Information provided
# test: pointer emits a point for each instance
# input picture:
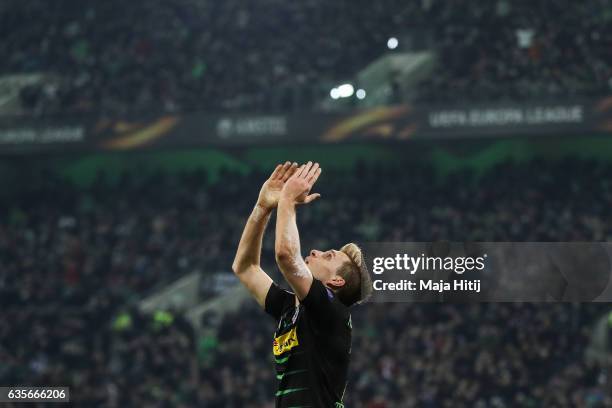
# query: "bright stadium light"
(345, 90)
(392, 43)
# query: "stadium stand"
(191, 55)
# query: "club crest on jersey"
(285, 342)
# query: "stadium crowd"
(117, 57)
(73, 260)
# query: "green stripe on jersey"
(280, 376)
(289, 391)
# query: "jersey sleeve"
(324, 308)
(278, 300)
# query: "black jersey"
(311, 348)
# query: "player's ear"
(336, 282)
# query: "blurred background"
(134, 137)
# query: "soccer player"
(312, 343)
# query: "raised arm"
(287, 245)
(246, 264)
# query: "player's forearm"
(287, 244)
(249, 248)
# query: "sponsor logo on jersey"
(285, 342)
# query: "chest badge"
(285, 342)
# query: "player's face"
(324, 264)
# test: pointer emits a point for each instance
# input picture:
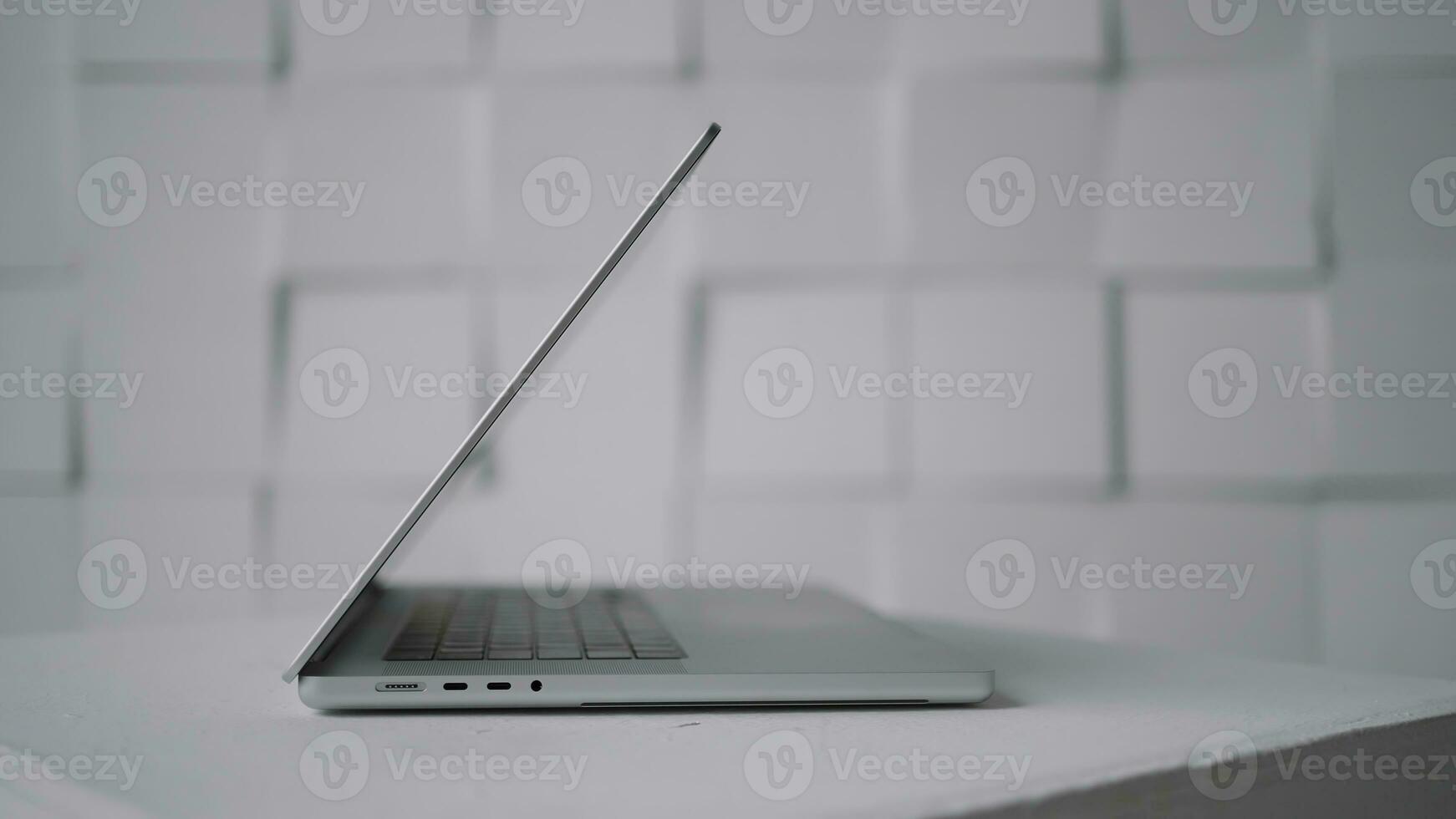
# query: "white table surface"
(1106, 728)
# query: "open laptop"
(400, 646)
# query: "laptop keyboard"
(508, 626)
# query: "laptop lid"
(355, 589)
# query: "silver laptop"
(404, 646)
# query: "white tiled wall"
(474, 140)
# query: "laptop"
(389, 644)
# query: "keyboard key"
(459, 655)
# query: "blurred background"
(965, 284)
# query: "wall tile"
(1269, 546)
(1053, 342)
(1213, 33)
(196, 351)
(1251, 130)
(38, 333)
(1387, 135)
(1012, 137)
(833, 544)
(405, 354)
(406, 153)
(194, 549)
(571, 166)
(38, 553)
(622, 35)
(944, 546)
(757, 345)
(178, 31)
(184, 140)
(1397, 331)
(808, 185)
(382, 39)
(1375, 569)
(1179, 431)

Requirements
How many lines in the material above contain the string "stadium"? Letter case counts. Reply with the number alone.

Solution below
3